TASK TO COMPLETE: The records that follow are to be transcribed in full, leaving out each picture.

MATERIAL FOR THIS EXERCISE:

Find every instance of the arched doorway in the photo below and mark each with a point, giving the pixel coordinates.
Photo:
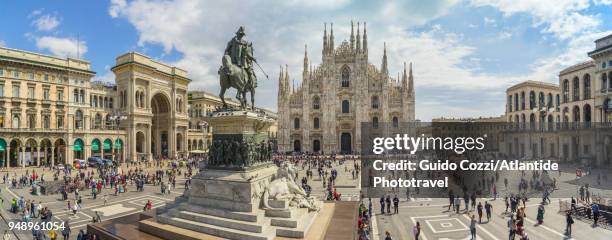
(78, 148)
(140, 145)
(161, 109)
(297, 146)
(118, 151)
(60, 151)
(95, 148)
(45, 148)
(3, 155)
(316, 145)
(15, 153)
(345, 143)
(107, 149)
(31, 152)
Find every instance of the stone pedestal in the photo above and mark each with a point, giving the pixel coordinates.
(225, 198)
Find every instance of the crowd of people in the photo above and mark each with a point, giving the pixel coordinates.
(107, 181)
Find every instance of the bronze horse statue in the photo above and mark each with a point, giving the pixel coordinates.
(233, 76)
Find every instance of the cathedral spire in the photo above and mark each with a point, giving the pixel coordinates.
(410, 80)
(352, 36)
(358, 39)
(404, 77)
(305, 60)
(331, 39)
(325, 39)
(383, 67)
(365, 39)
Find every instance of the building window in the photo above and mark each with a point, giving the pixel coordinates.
(16, 91)
(509, 103)
(46, 122)
(345, 77)
(345, 106)
(522, 100)
(375, 102)
(565, 91)
(31, 92)
(78, 119)
(60, 122)
(16, 121)
(46, 94)
(32, 121)
(296, 123)
(316, 102)
(587, 86)
(576, 89)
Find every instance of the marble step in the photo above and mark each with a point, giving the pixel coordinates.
(219, 231)
(293, 222)
(256, 227)
(284, 213)
(300, 230)
(252, 216)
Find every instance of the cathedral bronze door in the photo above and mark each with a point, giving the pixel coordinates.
(345, 143)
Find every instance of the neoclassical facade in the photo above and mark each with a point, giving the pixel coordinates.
(324, 112)
(52, 113)
(574, 117)
(152, 97)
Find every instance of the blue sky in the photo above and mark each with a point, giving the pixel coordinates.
(465, 53)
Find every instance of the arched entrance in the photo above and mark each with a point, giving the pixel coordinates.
(345, 143)
(95, 148)
(107, 149)
(60, 152)
(161, 109)
(118, 150)
(78, 148)
(140, 145)
(45, 148)
(297, 146)
(316, 145)
(3, 153)
(15, 153)
(31, 152)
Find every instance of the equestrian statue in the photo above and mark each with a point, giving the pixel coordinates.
(237, 70)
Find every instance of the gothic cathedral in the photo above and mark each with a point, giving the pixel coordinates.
(324, 113)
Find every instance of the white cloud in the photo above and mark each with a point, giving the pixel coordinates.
(563, 18)
(61, 47)
(46, 22)
(488, 20)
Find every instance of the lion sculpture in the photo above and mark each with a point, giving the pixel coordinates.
(284, 187)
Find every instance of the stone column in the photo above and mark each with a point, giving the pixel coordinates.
(23, 157)
(8, 157)
(39, 156)
(52, 156)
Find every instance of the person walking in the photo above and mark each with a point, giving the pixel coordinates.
(396, 205)
(488, 209)
(416, 231)
(473, 227)
(568, 223)
(479, 212)
(595, 211)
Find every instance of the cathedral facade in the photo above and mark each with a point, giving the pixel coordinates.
(325, 111)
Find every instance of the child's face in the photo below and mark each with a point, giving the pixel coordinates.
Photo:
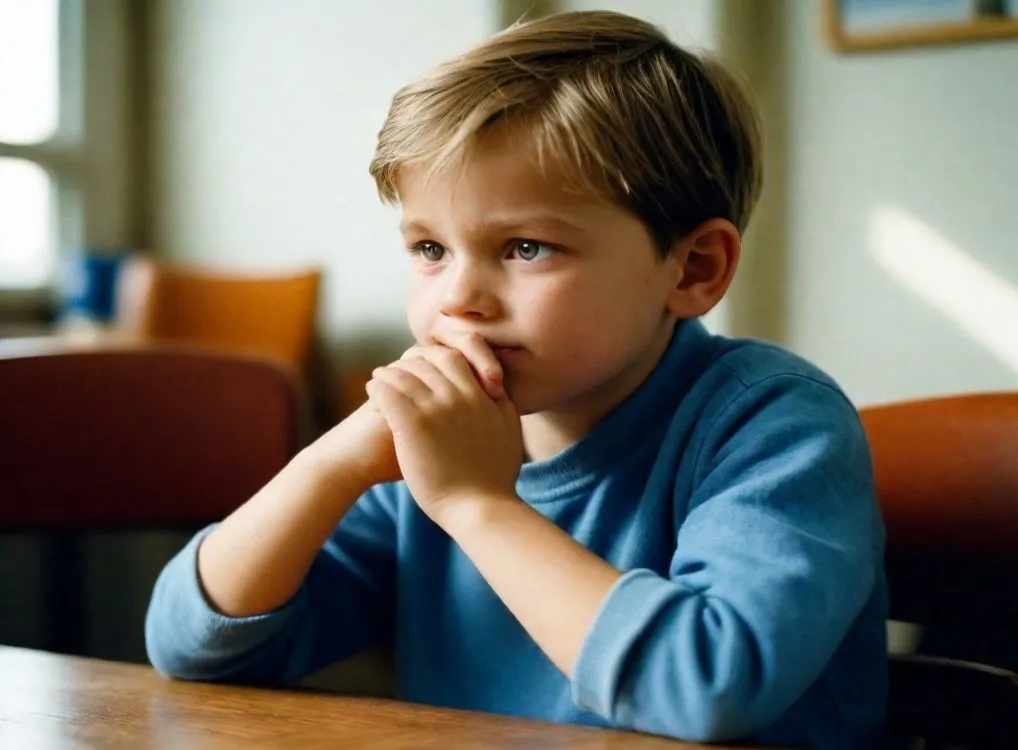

RESPONSE TO THE EXERCISE:
Find every instance of the arched doorway in the photo below and mark each with a point, giving the pixel coordinates.
Photo:
(78, 148)
(140, 145)
(161, 109)
(297, 146)
(118, 151)
(60, 151)
(95, 148)
(45, 148)
(3, 155)
(316, 145)
(15, 153)
(345, 143)
(107, 149)
(31, 152)
Find every instance of the stone pedestal in the photo above and mark each with a point, giving the pixel coordinates.
(225, 198)
Find every instance of the crowd of people in the photo above and mark each with a point, giving the pixel coordinates.
(107, 181)
Find every instance of the bronze horse statue in the photo above and mark each with a point, giving the pixel coordinates.
(233, 76)
Find every instance of the cathedral spire in the photo above and mark each with a point, giving the pixel coordinates.
(410, 80)
(352, 36)
(358, 39)
(404, 77)
(305, 60)
(331, 39)
(325, 39)
(383, 67)
(365, 39)
Find every instance of the building window in the photo above and mark each with a point, giving the pixel coordinates.
(16, 91)
(509, 103)
(46, 122)
(345, 77)
(345, 106)
(522, 100)
(375, 102)
(565, 91)
(31, 92)
(78, 119)
(60, 122)
(16, 121)
(46, 94)
(32, 121)
(296, 123)
(316, 102)
(587, 86)
(576, 89)
Find every instance of the marble step in the photo above and mark each with a point, giving the pixel coordinates.
(219, 231)
(293, 222)
(256, 227)
(284, 213)
(300, 230)
(252, 216)
Find every instance of the cathedral bronze door in the photo above and mark each with a point, giving the pixel coordinates.
(345, 143)
Find every instance of the neoclassical facade in the photo above and mark each with a point, giving the pixel coordinates.
(324, 112)
(52, 113)
(574, 117)
(152, 97)
Find every instance of the blue sky in the photo above and mark each with a point, giving the pixel coordinates.
(465, 53)
Find every instance of the arched entrance in the photo above and mark each with a point, giving the pixel coordinates.
(345, 143)
(95, 148)
(107, 149)
(60, 152)
(161, 109)
(118, 150)
(78, 148)
(140, 145)
(45, 148)
(297, 146)
(316, 145)
(3, 153)
(15, 153)
(31, 152)
Find every instance of the equestrian statue in the photo above and mark each with a point, giving the pixel coordinates.
(237, 70)
Find every instance of the gothic cathedral in the photo above and mark each with a point, giving the pixel coordinates.
(324, 113)
Find every instance of the white cloud in the photo above and mark each with a point, giving the pixel coordinates.
(563, 18)
(61, 47)
(46, 22)
(488, 20)
Find every instance of the lion sculpture in the photo above and mark each with a point, giving the pixel coordinates.
(284, 187)
Find every instance of the stone column in the photo above and mark each with a point, giving the pixel coordinates.
(23, 157)
(8, 157)
(39, 156)
(52, 156)
Find every instance of the person walking in the photo above and mark each with a point, giving the pixel coordinates.
(396, 205)
(488, 209)
(416, 231)
(473, 227)
(568, 223)
(479, 212)
(595, 211)
Find every instance of the cathedral facade in the photo above and mark each with a point, giving the pixel coordinates.
(325, 111)
Find every instance of the child's face in the photo below and mark each with a point, giving the pixel coordinates.
Photo:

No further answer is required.